Consigne 1: Recopiez le passage de l'article sur le coût d'une vaccination trop lente qui va de "Les conclusions du" jusqu'à "dans sa note.".
Consigne 2:
Répondez à ces questions sur l'article consacré au coût économique d'une vaccination trop lente :
(a) À combien l'étude estime-t-elle la perte de richesse sur la période 2022-2025 ?
(b) Sur environ combien de pays l'étude a-t-elle porté ?
(c) Quelle part de ces pertes sera subie par les pays émergents ?
Consigne 3: Prolongez l'article sur le coût économique d'une vaccination trop lente au-delà de sa dernière phrase.

Texte à étudier:
Une vaccination trop lente pourrait coûter à l'économie mondiale l'équivalent du PIB de la France. C'est ce qui ressort d'une étude menée par un centre de recherche, l'Economist Intelligence Unit (EIU), publié ce mercredi. Selon ces experts, la perte de richesse sur la période 2022-2025 pourrait s'élever à 2.300 milliards de dollars pour "les pays qui auront vacciné moins de 60% de leur population à l'horizon mi-2022". L'étude de l'EIU a été menée sur environ 200 pays, en examinant les prévisions des calendriers de campagne de vaccination et celles sur l'évolution du PIB.
Les conclusions du rapport pointent une division forte entre les pays riches - dont le niveau de vaccination est avancé - et les États en développement. Conséquences, les deux tiers de ces pertes seront subies par des pays émergents, ce qui va ralentir leur rattrapage économique avec les pays plus développés, alimenter la pauvreté et augmenter le risque de troubles sociaux dans ces zones, avertit l'EIU dans sa note.

Données recueillies
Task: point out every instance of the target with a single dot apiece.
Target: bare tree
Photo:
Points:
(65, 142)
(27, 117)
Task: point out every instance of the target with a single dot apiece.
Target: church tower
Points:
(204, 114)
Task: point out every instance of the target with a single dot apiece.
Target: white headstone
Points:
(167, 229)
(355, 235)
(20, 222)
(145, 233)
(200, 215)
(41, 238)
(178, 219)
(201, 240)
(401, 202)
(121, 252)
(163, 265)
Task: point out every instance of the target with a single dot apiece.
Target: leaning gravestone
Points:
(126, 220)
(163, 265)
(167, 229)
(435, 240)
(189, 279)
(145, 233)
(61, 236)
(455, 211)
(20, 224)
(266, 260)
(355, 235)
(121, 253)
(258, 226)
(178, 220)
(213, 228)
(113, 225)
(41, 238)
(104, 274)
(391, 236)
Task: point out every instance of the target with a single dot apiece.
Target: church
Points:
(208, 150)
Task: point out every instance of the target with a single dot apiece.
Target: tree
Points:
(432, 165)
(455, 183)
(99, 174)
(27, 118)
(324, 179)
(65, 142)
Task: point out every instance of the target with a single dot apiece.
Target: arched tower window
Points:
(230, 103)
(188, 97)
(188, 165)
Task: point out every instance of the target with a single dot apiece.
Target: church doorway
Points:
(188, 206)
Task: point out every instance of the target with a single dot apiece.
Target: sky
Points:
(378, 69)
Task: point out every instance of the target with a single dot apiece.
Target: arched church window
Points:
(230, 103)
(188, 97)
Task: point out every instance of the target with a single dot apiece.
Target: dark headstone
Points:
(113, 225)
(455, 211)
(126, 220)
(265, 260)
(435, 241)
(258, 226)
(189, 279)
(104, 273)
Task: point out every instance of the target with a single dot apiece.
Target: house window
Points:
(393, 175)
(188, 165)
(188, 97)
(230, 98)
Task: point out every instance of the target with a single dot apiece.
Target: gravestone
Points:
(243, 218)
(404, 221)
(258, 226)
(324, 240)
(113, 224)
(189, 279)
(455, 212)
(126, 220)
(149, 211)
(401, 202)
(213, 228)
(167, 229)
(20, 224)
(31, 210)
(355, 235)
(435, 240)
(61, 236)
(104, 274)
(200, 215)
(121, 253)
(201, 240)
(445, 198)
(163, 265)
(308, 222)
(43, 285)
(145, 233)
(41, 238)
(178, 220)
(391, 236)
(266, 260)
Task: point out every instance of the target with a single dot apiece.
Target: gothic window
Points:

Réponse 1:
Les conclusions du rapport pointent une division forte entre les pays riches - dont le niveau de vaccination est avancé - et les États en développement. Conséquences, les deux tiers de ces pertes seront subies par des pays émergents, ce qui va ralentir leur rattrapage économique avec les pays plus développés, alimenter la pauvreté et augmenter le risque de troubles sociaux dans ces zones, avertit l'EIU dans sa note.

Réponse 2:
(a) 2.300 milliards de dollars.
(b) Environ 200 pays.
(c) Les deux tiers.

Réponse 3:
La région Asie-Pacifique, grande perdante
Ainsi, sur la période 2022-2025, les pays d'Afrique sub-saharienne devraient perdre 2,9% de PIB par rapport aux prévisions à cause de la lenteur de la campagne de vaccination, contre seulement 0,1% de perte de PIB pour les pays d'Europe de l'Est. En volume, c'est la région Asie-Pacifique qui sera la plus pénalisée par la lente vaccination, avec 1.700 milliards de dollars de pertes de PIB, toujours sur la même période.
Fin août, environ 60% de la population des pays les plus riches avaient reçu au moins une dose de vaccin anti-Covid, contre seulement 1% des habitants des pays pauvres, selon cette étude. Deux doses sont nécessaires pour une vaccination complète.
Le Fonds monétaire international (FMI) estimait fin juillet que "l'accès aux vaccins est devenu la principale ligne de rupture divisant la reprise mondiale en deux blocs". L'organisation avait confirmé sa prévision de croissance de l'économie mondiale de 6% pour 2021, relevant ses estimations pour les Etats-Unis et la zone euro mais revoyant à la baisse celles pour plusieurs pays en développement, confrontés à une recrudescence des contaminations au Covid-19 et à une vaccination plus faible.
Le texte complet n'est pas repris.